[Extrait de page]:
To Belt or Not to Belt
10 years ago by
Existe-t-il des règles en matière de ceintures ?
Je m’interroge parce qu’une fois, j’ai affirmé à une copine : « Bien sûr, tu mets une ceinture dès que tu portes un vêtement avec des passants. » Je lui ai asséné ça avec mon petit air suffisant genre Master of the Fashion Universe alors que je ne me suis jamais appliqué cette règle depuis.
Je porte des pantalons tous les jours (et 90 % d’entre eux ont des passants), avec des hauts à moitié rentrés (le passants sont donc visibles) et je ne mets jamais de ceinture (sauf, bien sûr, si j’ai besoin que mon pantalon reste en place. Non mais qu’est-ce que vous vous imaginiez !!).
Donc, faut-il porter des ceintures tout le temps ? Ou est-ce que des passants vides, ça le fait ? Y a-t-il une règle ?
Et si je dois en porter, où trouver une ceinture classique, chic, mettable tous les jours ? Parce que Garance et moi, on aimerait bien savoir !
PS : Mon aversion pour les ceintures n’est certainement pas étrangère à cette fameuse fois où j’ai ceinturé ma parka…
No belts- sorry :-)
Somewhat cool people can pull it off but I’m not one of them so I’ll be forever beltfree.

[Données fournies]:
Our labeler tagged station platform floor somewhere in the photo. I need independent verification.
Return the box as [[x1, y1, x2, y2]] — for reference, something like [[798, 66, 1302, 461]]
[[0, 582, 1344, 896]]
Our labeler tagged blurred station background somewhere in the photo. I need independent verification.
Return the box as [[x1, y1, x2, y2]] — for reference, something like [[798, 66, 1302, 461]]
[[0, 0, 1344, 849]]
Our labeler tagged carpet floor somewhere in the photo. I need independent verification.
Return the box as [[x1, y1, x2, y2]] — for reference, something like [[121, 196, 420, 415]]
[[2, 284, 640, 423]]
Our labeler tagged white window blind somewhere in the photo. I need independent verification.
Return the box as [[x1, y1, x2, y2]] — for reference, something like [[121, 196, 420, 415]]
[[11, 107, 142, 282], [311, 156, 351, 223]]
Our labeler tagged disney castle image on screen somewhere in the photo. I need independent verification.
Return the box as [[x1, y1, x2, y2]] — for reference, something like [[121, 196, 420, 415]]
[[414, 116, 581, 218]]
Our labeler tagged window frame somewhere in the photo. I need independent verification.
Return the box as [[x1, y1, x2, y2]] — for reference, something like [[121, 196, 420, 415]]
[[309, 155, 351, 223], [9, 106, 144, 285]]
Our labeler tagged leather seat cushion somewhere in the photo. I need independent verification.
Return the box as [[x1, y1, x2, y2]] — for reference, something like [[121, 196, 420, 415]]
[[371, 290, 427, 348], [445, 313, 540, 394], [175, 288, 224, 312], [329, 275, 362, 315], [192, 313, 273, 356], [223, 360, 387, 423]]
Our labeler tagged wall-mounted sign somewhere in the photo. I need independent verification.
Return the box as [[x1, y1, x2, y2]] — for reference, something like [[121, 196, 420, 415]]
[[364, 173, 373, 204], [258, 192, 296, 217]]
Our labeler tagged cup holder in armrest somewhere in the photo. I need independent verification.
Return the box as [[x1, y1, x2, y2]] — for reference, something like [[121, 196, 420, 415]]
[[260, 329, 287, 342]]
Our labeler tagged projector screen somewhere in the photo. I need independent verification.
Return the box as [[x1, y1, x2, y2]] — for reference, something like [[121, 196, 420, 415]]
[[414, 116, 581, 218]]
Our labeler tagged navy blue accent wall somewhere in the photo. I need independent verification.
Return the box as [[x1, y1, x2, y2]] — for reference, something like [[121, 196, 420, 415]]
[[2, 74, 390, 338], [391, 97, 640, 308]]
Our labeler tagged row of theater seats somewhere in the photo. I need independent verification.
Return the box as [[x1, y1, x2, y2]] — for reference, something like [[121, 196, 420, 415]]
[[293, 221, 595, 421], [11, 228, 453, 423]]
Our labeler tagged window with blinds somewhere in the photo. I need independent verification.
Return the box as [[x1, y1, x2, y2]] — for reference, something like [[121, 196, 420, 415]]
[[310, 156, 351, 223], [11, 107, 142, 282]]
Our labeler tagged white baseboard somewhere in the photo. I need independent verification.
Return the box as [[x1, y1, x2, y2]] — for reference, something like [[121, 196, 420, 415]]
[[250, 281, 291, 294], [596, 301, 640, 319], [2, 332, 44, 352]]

[Consigne]:
Répondez aux questions suivantes d'après le billet sur les ceintures :
(a) Quelle part des pantalons portés tous les jours a des passants ?
(b) Quel vêtement a été ceinturé une fameuse fois ?
(c) Qui aimerait aussi savoir où trouver une ceinture classique et chic ?

[Réponse]:
(a) 90 %.
(b) Une parka.
(c) Garance.